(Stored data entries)

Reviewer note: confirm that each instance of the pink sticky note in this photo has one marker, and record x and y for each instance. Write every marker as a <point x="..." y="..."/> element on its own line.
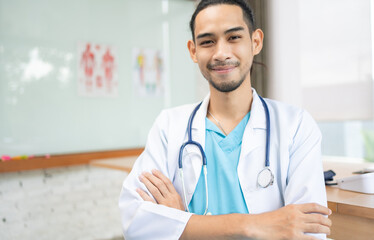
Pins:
<point x="6" y="158"/>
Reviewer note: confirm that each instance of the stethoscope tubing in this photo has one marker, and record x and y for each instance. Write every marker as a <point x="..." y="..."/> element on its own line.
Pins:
<point x="204" y="161"/>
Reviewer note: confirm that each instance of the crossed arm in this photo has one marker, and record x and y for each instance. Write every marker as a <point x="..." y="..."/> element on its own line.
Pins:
<point x="289" y="222"/>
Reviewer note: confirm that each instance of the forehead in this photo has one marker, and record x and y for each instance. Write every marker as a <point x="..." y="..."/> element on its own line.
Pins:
<point x="218" y="18"/>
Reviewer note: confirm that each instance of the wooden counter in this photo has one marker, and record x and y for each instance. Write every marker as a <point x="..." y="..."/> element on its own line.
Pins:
<point x="353" y="213"/>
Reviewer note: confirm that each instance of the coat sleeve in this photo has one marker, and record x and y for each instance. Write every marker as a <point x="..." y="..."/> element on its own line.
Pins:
<point x="305" y="181"/>
<point x="146" y="220"/>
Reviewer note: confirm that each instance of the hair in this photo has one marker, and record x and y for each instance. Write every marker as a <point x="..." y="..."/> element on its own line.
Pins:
<point x="247" y="12"/>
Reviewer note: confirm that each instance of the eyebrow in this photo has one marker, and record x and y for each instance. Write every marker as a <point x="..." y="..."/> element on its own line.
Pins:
<point x="235" y="29"/>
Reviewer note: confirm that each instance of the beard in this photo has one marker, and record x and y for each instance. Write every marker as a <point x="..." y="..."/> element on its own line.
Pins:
<point x="226" y="86"/>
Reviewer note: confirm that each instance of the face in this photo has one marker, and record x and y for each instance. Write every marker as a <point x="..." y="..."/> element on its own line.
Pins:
<point x="223" y="46"/>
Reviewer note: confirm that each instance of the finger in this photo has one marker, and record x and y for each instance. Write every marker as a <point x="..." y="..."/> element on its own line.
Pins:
<point x="316" y="228"/>
<point x="318" y="218"/>
<point x="144" y="195"/>
<point x="151" y="188"/>
<point x="158" y="183"/>
<point x="166" y="180"/>
<point x="315" y="208"/>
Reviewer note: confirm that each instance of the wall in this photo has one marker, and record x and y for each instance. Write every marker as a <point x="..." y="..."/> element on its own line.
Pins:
<point x="62" y="203"/>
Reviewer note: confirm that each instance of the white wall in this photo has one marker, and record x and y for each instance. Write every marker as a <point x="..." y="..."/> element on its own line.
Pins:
<point x="284" y="51"/>
<point x="78" y="202"/>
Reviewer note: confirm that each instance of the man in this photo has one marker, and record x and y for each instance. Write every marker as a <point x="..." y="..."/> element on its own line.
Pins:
<point x="231" y="127"/>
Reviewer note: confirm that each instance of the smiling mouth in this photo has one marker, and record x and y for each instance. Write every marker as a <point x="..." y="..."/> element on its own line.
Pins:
<point x="223" y="67"/>
<point x="223" y="70"/>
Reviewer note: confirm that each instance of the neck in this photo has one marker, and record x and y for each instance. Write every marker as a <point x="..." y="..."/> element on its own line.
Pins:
<point x="230" y="108"/>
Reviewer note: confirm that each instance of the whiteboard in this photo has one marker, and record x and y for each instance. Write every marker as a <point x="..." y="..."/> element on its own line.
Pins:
<point x="43" y="113"/>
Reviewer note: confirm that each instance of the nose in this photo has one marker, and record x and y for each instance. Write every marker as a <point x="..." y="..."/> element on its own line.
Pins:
<point x="222" y="51"/>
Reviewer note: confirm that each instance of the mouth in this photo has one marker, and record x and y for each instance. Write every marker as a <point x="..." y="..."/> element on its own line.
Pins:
<point x="223" y="67"/>
<point x="223" y="70"/>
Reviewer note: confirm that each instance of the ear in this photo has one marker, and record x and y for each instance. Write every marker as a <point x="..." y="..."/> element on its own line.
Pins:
<point x="192" y="48"/>
<point x="257" y="41"/>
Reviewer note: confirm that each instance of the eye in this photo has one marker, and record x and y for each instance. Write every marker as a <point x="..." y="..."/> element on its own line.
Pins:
<point x="206" y="43"/>
<point x="235" y="37"/>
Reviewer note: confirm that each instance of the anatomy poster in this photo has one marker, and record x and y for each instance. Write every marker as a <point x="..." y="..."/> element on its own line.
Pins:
<point x="148" y="72"/>
<point x="97" y="70"/>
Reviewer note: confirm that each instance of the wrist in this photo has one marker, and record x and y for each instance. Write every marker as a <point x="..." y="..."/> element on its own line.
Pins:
<point x="247" y="226"/>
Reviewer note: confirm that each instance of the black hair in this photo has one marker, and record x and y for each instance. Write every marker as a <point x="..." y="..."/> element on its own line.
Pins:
<point x="247" y="12"/>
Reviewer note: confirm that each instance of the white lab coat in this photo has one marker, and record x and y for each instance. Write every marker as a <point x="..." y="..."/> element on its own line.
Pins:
<point x="295" y="160"/>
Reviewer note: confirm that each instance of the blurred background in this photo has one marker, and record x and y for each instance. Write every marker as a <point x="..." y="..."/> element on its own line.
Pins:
<point x="85" y="80"/>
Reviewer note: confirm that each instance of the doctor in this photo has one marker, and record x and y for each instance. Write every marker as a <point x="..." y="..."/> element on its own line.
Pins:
<point x="231" y="126"/>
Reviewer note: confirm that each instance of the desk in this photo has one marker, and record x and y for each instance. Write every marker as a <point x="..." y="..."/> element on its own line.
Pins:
<point x="353" y="213"/>
<point x="121" y="163"/>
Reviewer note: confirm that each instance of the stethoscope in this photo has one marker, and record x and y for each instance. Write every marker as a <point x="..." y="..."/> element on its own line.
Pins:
<point x="265" y="177"/>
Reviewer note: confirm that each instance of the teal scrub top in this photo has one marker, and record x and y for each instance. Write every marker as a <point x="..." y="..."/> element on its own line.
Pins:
<point x="222" y="153"/>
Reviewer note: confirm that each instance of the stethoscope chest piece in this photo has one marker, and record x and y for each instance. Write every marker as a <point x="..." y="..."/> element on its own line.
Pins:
<point x="265" y="178"/>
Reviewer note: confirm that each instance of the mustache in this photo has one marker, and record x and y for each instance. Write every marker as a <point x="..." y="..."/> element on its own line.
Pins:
<point x="211" y="66"/>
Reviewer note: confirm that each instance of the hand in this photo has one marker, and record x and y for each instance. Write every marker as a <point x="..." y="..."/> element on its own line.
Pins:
<point x="292" y="222"/>
<point x="161" y="188"/>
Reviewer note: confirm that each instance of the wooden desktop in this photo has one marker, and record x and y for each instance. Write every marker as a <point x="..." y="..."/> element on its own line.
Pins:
<point x="353" y="213"/>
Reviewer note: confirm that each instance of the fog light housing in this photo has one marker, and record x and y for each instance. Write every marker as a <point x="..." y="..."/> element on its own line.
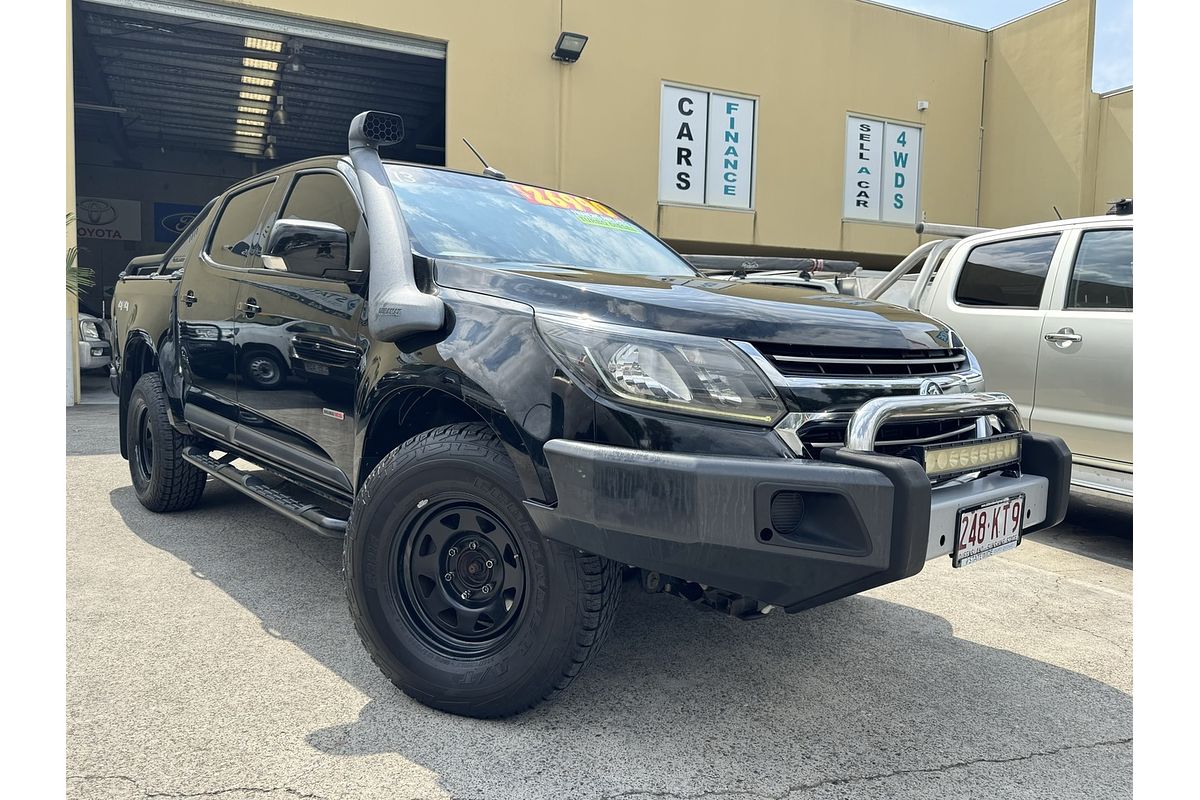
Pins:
<point x="961" y="457"/>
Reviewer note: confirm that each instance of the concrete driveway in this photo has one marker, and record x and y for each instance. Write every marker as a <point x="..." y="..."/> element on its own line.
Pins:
<point x="210" y="654"/>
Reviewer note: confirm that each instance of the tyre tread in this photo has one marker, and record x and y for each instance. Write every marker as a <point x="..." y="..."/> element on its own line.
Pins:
<point x="181" y="483"/>
<point x="600" y="579"/>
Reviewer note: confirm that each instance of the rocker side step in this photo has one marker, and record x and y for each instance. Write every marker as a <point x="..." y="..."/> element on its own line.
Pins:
<point x="305" y="513"/>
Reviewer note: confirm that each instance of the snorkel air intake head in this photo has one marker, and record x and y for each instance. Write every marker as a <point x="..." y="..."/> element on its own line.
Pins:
<point x="396" y="307"/>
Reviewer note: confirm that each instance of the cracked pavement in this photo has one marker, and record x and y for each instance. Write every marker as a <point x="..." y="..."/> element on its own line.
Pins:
<point x="210" y="655"/>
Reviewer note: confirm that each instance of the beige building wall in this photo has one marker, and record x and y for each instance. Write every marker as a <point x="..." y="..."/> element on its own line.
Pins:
<point x="1114" y="151"/>
<point x="1038" y="115"/>
<point x="593" y="127"/>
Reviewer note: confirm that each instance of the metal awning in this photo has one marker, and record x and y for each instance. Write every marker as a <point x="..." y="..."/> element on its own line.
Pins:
<point x="196" y="76"/>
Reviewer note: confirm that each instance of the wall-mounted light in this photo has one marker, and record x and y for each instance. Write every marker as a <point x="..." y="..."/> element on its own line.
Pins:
<point x="294" y="64"/>
<point x="569" y="47"/>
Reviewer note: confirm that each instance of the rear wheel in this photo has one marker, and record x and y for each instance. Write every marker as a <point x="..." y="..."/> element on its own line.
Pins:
<point x="162" y="480"/>
<point x="456" y="595"/>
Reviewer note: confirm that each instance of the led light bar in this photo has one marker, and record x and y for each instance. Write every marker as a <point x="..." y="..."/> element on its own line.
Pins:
<point x="960" y="457"/>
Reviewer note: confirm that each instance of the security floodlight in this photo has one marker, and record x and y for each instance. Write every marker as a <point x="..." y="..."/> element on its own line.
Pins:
<point x="294" y="64"/>
<point x="569" y="47"/>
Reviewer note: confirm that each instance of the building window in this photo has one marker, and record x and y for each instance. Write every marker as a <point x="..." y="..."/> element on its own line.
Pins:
<point x="882" y="170"/>
<point x="707" y="148"/>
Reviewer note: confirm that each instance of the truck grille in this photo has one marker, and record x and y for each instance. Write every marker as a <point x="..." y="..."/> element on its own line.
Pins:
<point x="798" y="361"/>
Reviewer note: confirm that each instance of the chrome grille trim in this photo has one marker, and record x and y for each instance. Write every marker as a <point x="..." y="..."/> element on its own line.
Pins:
<point x="970" y="379"/>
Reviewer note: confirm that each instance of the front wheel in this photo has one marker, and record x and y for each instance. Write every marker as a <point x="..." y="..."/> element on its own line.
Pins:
<point x="162" y="480"/>
<point x="459" y="599"/>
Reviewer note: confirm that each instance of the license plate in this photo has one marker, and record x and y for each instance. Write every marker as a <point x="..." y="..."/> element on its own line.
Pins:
<point x="988" y="529"/>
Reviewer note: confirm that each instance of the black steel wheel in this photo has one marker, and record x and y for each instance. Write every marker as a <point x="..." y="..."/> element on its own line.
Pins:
<point x="463" y="577"/>
<point x="455" y="593"/>
<point x="162" y="480"/>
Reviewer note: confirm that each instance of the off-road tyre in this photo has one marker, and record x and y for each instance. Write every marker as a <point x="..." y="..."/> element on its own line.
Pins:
<point x="162" y="480"/>
<point x="569" y="597"/>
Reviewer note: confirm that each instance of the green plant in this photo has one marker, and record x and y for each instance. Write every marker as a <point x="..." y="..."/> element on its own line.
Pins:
<point x="79" y="278"/>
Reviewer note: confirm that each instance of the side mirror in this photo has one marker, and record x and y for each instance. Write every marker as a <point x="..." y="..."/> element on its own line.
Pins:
<point x="309" y="247"/>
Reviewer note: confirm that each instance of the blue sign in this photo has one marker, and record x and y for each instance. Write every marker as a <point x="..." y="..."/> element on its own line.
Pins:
<point x="171" y="218"/>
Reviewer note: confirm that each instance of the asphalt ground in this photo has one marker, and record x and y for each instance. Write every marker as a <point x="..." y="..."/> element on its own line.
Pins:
<point x="210" y="654"/>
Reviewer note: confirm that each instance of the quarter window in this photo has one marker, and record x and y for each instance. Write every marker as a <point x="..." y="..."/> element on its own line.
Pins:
<point x="235" y="234"/>
<point x="323" y="197"/>
<point x="1008" y="274"/>
<point x="1102" y="277"/>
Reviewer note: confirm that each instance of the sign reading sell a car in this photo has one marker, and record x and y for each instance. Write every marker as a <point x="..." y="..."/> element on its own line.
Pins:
<point x="882" y="170"/>
<point x="100" y="217"/>
<point x="706" y="148"/>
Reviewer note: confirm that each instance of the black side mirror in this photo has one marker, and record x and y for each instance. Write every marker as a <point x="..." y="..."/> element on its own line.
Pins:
<point x="307" y="247"/>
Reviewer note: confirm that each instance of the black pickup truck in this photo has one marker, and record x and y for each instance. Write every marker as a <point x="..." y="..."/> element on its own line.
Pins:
<point x="504" y="397"/>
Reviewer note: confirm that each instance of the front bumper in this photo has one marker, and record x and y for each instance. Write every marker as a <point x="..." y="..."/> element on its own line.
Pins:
<point x="94" y="354"/>
<point x="868" y="518"/>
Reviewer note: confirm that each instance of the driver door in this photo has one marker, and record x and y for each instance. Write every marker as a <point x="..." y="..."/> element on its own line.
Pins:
<point x="298" y="316"/>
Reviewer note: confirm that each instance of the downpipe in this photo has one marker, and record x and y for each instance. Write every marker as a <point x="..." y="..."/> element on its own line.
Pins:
<point x="396" y="307"/>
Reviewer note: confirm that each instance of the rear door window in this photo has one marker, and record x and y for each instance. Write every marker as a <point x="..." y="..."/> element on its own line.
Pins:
<point x="1102" y="277"/>
<point x="1007" y="274"/>
<point x="235" y="233"/>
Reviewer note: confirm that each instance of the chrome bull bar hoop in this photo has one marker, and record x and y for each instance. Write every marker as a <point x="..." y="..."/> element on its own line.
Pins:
<point x="865" y="422"/>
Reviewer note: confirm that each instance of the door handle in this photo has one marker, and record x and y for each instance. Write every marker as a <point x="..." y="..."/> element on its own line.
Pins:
<point x="1065" y="337"/>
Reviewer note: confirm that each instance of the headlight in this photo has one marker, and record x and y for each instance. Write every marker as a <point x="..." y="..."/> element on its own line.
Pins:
<point x="673" y="372"/>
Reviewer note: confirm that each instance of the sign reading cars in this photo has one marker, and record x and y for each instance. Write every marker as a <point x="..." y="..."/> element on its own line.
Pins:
<point x="882" y="170"/>
<point x="706" y="148"/>
<point x="101" y="217"/>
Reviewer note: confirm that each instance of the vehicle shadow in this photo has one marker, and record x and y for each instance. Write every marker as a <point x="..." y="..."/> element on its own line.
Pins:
<point x="678" y="697"/>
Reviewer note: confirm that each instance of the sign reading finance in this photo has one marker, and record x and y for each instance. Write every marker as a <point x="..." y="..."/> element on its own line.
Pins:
<point x="882" y="170"/>
<point x="706" y="148"/>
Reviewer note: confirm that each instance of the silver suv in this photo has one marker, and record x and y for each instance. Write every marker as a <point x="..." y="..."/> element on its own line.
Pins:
<point x="1048" y="310"/>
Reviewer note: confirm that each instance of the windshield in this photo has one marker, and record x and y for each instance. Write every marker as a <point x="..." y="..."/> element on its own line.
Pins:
<point x="450" y="215"/>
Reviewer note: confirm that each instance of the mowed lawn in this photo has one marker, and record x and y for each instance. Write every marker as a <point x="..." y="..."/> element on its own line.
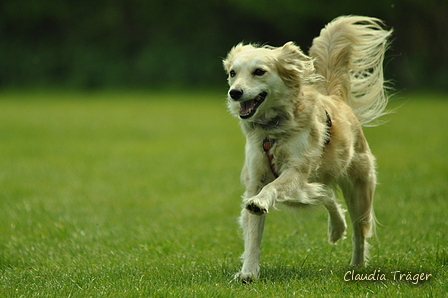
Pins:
<point x="137" y="194"/>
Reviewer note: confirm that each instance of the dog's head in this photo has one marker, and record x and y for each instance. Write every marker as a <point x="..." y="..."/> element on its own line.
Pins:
<point x="262" y="79"/>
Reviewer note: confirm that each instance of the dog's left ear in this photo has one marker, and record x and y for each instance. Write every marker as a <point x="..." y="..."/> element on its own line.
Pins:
<point x="293" y="65"/>
<point x="231" y="55"/>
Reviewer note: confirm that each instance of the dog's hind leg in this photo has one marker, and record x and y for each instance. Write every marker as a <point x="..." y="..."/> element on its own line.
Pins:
<point x="252" y="226"/>
<point x="359" y="198"/>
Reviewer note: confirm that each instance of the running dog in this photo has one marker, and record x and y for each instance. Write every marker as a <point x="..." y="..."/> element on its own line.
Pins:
<point x="302" y="117"/>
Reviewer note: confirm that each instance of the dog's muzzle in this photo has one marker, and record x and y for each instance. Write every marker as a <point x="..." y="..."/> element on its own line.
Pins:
<point x="248" y="108"/>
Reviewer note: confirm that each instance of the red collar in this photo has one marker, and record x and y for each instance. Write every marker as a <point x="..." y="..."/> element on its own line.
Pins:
<point x="267" y="145"/>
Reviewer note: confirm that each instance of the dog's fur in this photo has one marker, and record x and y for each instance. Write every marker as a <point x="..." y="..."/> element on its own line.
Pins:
<point x="284" y="95"/>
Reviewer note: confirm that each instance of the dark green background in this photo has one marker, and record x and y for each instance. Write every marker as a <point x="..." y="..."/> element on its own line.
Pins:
<point x="135" y="43"/>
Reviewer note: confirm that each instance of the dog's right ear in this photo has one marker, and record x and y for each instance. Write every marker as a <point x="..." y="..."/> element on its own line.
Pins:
<point x="227" y="63"/>
<point x="293" y="66"/>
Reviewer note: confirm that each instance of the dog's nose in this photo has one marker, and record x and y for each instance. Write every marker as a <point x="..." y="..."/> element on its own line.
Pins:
<point x="236" y="93"/>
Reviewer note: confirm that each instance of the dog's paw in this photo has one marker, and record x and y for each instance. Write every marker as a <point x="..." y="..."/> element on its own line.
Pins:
<point x="245" y="277"/>
<point x="255" y="206"/>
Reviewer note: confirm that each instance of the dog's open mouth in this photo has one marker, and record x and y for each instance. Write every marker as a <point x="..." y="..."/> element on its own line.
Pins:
<point x="249" y="107"/>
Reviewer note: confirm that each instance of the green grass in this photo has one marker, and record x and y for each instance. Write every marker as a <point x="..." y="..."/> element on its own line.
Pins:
<point x="137" y="194"/>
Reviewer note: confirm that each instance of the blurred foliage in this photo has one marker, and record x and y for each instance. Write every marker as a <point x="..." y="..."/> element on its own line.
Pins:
<point x="137" y="43"/>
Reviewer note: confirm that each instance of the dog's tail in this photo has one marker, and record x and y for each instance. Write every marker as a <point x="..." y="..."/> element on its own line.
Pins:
<point x="349" y="53"/>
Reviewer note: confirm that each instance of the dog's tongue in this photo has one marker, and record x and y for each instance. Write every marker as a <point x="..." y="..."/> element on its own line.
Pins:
<point x="246" y="107"/>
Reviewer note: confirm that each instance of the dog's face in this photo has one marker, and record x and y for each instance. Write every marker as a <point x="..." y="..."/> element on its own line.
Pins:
<point x="260" y="78"/>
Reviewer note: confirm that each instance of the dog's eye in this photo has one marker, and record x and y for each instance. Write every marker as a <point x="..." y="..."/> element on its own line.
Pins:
<point x="259" y="72"/>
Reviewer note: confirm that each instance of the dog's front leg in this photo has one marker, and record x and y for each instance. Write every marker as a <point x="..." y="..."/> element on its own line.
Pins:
<point x="290" y="187"/>
<point x="252" y="226"/>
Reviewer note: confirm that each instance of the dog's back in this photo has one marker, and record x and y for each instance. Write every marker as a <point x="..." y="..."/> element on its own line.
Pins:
<point x="349" y="54"/>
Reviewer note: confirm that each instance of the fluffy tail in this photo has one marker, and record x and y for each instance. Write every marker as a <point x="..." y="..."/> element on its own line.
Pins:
<point x="349" y="53"/>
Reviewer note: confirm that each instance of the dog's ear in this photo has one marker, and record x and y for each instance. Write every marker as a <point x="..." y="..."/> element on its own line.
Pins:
<point x="293" y="65"/>
<point x="231" y="55"/>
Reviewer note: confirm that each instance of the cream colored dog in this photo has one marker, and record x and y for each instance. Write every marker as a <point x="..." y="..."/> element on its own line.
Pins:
<point x="302" y="118"/>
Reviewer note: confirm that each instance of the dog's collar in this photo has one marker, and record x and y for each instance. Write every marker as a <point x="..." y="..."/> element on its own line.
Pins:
<point x="268" y="123"/>
<point x="267" y="145"/>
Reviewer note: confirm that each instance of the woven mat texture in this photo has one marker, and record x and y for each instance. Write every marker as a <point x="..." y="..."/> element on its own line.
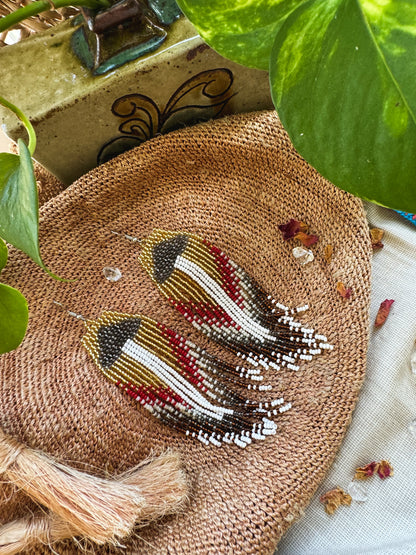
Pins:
<point x="231" y="181"/>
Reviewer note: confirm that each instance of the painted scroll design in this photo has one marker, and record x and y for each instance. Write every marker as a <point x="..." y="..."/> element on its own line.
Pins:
<point x="203" y="97"/>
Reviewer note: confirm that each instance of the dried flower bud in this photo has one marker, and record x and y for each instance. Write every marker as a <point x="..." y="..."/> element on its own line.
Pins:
<point x="383" y="312"/>
<point x="329" y="249"/>
<point x="305" y="239"/>
<point x="364" y="472"/>
<point x="334" y="499"/>
<point x="376" y="237"/>
<point x="385" y="470"/>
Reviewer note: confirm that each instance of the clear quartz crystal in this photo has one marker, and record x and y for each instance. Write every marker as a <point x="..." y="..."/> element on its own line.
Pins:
<point x="357" y="491"/>
<point x="412" y="427"/>
<point x="112" y="274"/>
<point x="303" y="256"/>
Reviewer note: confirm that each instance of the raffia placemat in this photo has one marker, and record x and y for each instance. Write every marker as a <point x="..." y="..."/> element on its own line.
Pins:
<point x="232" y="182"/>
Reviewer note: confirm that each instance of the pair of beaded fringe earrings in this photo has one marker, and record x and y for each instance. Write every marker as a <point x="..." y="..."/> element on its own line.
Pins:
<point x="185" y="386"/>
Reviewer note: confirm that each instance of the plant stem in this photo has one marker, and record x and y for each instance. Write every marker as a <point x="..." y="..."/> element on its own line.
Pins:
<point x="29" y="127"/>
<point x="43" y="5"/>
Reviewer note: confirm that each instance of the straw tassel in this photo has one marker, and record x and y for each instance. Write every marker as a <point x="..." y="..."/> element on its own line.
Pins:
<point x="98" y="509"/>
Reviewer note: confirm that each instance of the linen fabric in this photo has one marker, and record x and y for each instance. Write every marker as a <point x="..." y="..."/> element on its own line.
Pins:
<point x="231" y="181"/>
<point x="385" y="523"/>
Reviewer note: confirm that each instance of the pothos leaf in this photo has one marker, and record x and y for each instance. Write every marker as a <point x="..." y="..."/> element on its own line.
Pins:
<point x="343" y="77"/>
<point x="241" y="30"/>
<point x="13" y="318"/>
<point x="3" y="254"/>
<point x="19" y="203"/>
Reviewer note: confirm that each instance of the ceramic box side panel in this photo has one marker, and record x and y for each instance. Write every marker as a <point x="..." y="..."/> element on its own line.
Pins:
<point x="196" y="85"/>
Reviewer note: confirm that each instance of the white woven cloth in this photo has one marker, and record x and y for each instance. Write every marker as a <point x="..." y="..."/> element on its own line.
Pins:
<point x="385" y="524"/>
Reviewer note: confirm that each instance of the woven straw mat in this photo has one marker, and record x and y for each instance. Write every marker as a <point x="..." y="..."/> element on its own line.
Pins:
<point x="231" y="181"/>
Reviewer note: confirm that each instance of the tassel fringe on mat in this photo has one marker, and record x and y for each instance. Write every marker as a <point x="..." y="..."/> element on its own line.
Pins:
<point x="82" y="505"/>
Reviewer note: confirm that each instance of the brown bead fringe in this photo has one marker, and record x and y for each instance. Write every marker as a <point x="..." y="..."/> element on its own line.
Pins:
<point x="98" y="509"/>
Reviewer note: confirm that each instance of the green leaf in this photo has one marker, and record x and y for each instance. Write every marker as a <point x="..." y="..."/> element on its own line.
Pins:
<point x="13" y="318"/>
<point x="241" y="30"/>
<point x="19" y="203"/>
<point x="343" y="77"/>
<point x="3" y="254"/>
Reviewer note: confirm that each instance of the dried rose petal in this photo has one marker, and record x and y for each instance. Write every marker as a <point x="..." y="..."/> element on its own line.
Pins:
<point x="306" y="239"/>
<point x="376" y="237"/>
<point x="329" y="249"/>
<point x="345" y="293"/>
<point x="383" y="312"/>
<point x="385" y="469"/>
<point x="292" y="227"/>
<point x="334" y="498"/>
<point x="364" y="472"/>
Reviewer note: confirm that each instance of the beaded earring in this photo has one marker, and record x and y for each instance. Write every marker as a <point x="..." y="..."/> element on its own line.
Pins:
<point x="220" y="299"/>
<point x="178" y="382"/>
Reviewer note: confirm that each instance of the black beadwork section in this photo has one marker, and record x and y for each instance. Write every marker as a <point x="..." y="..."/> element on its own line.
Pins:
<point x="112" y="338"/>
<point x="165" y="255"/>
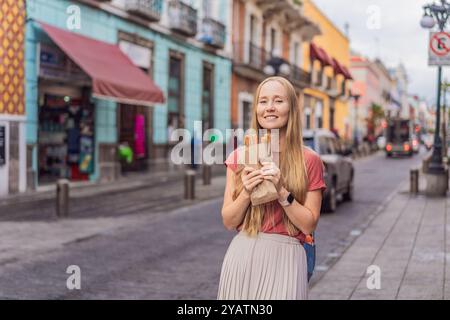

→ Activity: If a line in the records above includes the string "truck", copy it.

→ Output below:
Reviewer note: confirm that each instance of the truck grille in this photo has one marker, and record x and y for each instance. Write every marker as a <point x="..." y="..."/> element on its own line.
Reviewer note: confirm that each instance of the black pickup truck in this photo has one marker, and record x and y for each instance. Write every marker as a <point x="..." y="..."/> element on its own line.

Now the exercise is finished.